João Paulo Bittencourt Cardozo

 

“São os Espíritos solidificados que erguem uma mesa?” Eis uma das instigantes perguntas dirigidas por Allan Kardec ao Espírito São Luís no segundo dos artigos intitulados “Teoria das Manifestações Físicas”, que abrem as edições de maio e junho de 1858 da Revista Espírita (1). Os fenômenos mediúnicos de efeitos físicos, por certo, sempre foram o campo de estudo mais fascinante da Ciência Espírita e, nestes textos, o Codificador começa a desenvolver a teoria que explica esses fatos, que seria completada com a publicação de “O Livro dos Médiuns” no ano de 1861.

-.-.-

* TAREFA:
Prossiga com o trecho sobre a teoria das manifestações físicas, partindo de onde ele termina. As linhas apresentadas adiante são dispensáveis.

-.-.-

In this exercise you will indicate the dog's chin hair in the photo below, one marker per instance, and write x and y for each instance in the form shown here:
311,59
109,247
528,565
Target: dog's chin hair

-.-.-

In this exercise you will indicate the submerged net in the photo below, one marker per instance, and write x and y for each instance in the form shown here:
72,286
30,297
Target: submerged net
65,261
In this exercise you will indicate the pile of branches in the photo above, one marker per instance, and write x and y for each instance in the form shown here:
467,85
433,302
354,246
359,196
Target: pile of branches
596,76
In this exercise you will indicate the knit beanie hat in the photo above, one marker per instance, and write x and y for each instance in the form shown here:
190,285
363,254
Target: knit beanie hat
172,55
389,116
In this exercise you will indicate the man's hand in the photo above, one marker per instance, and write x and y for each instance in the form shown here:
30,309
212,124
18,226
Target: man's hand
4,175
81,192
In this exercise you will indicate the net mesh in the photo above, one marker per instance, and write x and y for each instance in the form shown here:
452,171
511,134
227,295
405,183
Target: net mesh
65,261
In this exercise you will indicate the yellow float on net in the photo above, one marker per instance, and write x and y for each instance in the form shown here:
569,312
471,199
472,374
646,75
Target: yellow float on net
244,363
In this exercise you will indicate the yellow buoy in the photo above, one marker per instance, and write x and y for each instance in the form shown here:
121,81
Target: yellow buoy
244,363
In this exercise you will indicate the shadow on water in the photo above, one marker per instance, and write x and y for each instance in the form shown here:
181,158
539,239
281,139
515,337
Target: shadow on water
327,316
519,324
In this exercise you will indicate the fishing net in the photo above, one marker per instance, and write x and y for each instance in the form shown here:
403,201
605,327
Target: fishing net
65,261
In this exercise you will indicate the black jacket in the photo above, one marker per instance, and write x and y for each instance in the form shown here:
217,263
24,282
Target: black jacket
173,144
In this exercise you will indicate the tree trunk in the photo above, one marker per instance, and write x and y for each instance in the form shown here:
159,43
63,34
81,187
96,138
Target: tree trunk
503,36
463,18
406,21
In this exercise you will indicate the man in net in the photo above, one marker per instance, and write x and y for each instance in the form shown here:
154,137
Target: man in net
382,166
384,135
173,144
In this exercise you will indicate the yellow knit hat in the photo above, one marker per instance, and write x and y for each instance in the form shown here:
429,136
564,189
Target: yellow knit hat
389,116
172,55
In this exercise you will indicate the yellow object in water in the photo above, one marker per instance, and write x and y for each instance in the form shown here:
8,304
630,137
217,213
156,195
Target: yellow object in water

-.-.-

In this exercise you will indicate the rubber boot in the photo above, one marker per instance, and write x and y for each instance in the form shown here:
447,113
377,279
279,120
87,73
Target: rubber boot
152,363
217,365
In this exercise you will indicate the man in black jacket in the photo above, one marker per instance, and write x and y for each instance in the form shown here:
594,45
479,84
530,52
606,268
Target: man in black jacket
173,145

-.-.-

* RESPOSTA AO EXERCÍCIO:
Se foi preciso desenvolver uma teoria das manifestações físicas, se foi preciso indagar como faz um Espírito para erguer uma mesa ou se tornar visível, é porque fatos assim ocorrem e são observados desde sempre. E a postura da pessoa racional nunca pode ser simplesmente negar o que, num primeiro momento, sua razão não pode explicar, mas sim ir a fundo na pesquisa, na observação e na reflexão, no mínimo na leitura, para, só então, chegar às suas conclusões. “Porque a verdade não admite condições nem se submete a caprichos, e quem a busca deve preparar-se de antemão a aceitá-la qual e como se apresente, com todo o seu cortejo de legítimas e naturais consequências”, reflexiona Manuel Gonzáles Soriano em seu clássico “O Espiritismo é a Filosofia” (2)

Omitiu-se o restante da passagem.